Consegne:
1/ Modifica il brano sulla Settimana Santa a partire dalle parole "IL LUNEDÌ, MARTEDÌ" e fermati dopo "è più presente.", mettendo "nobiliari" al posto di "gentilizie".
2/ Riprendi il brano sulla Settimana Santa e proseguilo dopo la sua ultima frase.

Brano proposto:
········

IL LUNEDÌ, MARTEDÌ E
MERCOLEDÌ SANTO
In
questi primi tre giorni si preparavano i Sepolcri (Sabburchi)
non solo
nelle chiese
e cappelle
di proprietà
della parrocchia, ma anche in quelle gentilizie. Non escludo che si
potesse fare a gara per realizzare il più bello e ricco. Oggi
questa tradizione non è più presente.
Nella
chiesa della Madonna Immacolata, ancora oggi, si realizza, sopra
l’unico altare, dall’omonima benemerita Confraternita, la
passione del Giovedì Santo, con manichini a misura d’uomo e con
una scenografia creata per l’occasione; si raffigurano, d’anno
in anno, alcuni momenti salienti degli ultimi giorni di vita di Gesù:
dall’entrata a Gerusalemme al Calvario.

········

[Voci archiviate]
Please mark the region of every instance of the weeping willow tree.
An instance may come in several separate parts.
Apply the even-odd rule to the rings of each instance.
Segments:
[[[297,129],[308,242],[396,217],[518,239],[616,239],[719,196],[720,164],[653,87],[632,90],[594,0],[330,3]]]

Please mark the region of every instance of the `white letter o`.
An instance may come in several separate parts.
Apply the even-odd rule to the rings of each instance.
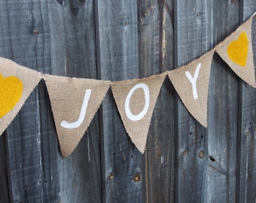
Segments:
[[[137,115],[134,115],[132,114],[130,109],[130,101],[131,99],[131,97],[137,89],[142,88],[144,92],[145,95],[145,105],[143,108],[143,110]],[[125,105],[124,105],[124,110],[125,113],[126,114],[127,117],[132,120],[132,121],[137,121],[140,120],[142,118],[144,117],[144,116],[147,114],[148,110],[149,108],[149,89],[148,86],[145,83],[140,83],[139,84],[136,84],[135,86],[132,88],[131,90],[130,90],[126,99],[125,100]]]

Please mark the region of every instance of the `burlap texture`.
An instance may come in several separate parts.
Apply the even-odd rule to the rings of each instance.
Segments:
[[[69,156],[78,146],[98,111],[111,81],[44,75],[62,155]],[[80,117],[87,89],[91,94],[84,119],[78,126],[67,129],[62,121],[75,123]]]
[[[215,49],[223,60],[228,64],[230,68],[242,80],[253,87],[256,87],[251,45],[251,22],[252,17],[242,24],[234,32],[218,44]],[[248,42],[247,53],[245,51],[245,47],[247,47],[247,44],[244,44],[245,41],[238,41],[238,39],[241,39],[241,34],[242,36],[243,32],[246,33]],[[228,50],[231,47],[230,46],[233,47],[233,53],[232,53],[232,52],[228,53]],[[232,56],[232,55],[233,56]],[[242,59],[239,59],[238,57],[242,57]],[[242,59],[243,57],[245,57],[245,65]],[[241,61],[241,62],[239,62],[239,61]]]
[[[208,87],[213,53],[214,51],[211,50],[188,65],[168,72],[174,88],[187,111],[205,127],[207,127]],[[192,83],[185,72],[189,71],[194,77],[199,64],[201,65],[196,83],[198,98],[194,99]]]
[[[5,110],[6,114],[2,114],[2,117],[0,119],[1,135],[19,113],[26,100],[42,78],[42,75],[38,71],[20,65],[5,58],[0,58],[0,74],[2,75],[1,77],[1,83],[5,84],[4,86],[5,89],[1,89],[0,91],[1,108],[5,108],[3,105],[9,105]],[[11,77],[20,82],[11,83],[11,80],[8,80]],[[4,80],[6,80],[3,83]],[[8,83],[11,83],[8,84]],[[17,86],[15,86],[16,85]],[[3,88],[3,86],[2,86],[0,88]],[[20,89],[21,92],[18,92],[19,91],[16,91],[16,88]],[[17,93],[20,93],[20,96],[18,95],[17,97],[17,95],[13,95],[12,97],[12,94]],[[13,104],[13,105],[8,104],[8,102],[12,102],[13,99],[17,99],[15,104]]]
[[[143,79],[133,79],[114,82],[111,85],[112,92],[123,126],[138,150],[144,153],[147,143],[148,129],[151,124],[153,111],[166,73],[153,75]],[[130,120],[126,113],[126,101],[128,101],[129,92],[138,84],[148,86],[148,108],[138,120]],[[147,106],[145,93],[142,88],[136,89],[130,97],[129,107],[133,115],[139,115]]]

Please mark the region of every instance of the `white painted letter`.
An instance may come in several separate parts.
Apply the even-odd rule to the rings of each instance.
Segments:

········

Soluzioni:
1/
IL LUNEDÌ, MARTEDÌ E
MERCOLEDÌ SANTO
In
questi primi tre giorni si preparavano i Sepolcri (Sabburchi)
non solo
nelle chiese
e cappelle
di proprietà
della parrocchia, ma anche in quelle nobiliari. Non escludo che si
potesse fare a gara per realizzare il più bello e ricco. Oggi
questa tradizione non è più presente.

2/
IL
GIOVEDÌ SANTO
A
mezzogiorno si celebrava la messa “In Cœna Domini”,
(Per annunciare
le funzioni
invece
del campanello
si usava la Trozzula) durante la quale si benediceva
il pane ed il vino che venivano dati agli “Apostoli”. Questi
ultimi, di solito scelti tra i più poveri del paese, erano seduti
su dodici scanni, disposti a semicerchio, in mezzo alla navata
centrale. Dopo la messa si entrava in lutto stretto, si chiudeva
l’organo e si legavano le campane non più suonate sino al
“Resurrexit” (questa tradizione è in parte cambiata).
Dopo
la messa conservavano il calice con le ostie consacrate nel
sepolcro. Si trattava di una teca lignea dorata di stile rococò,
posta in cima ad una specie di piramide, ornata di ciotole
contenenti legumi o cereali fatti germogliare e crescere al buio,
arricchiti con fiori e spighe di grano.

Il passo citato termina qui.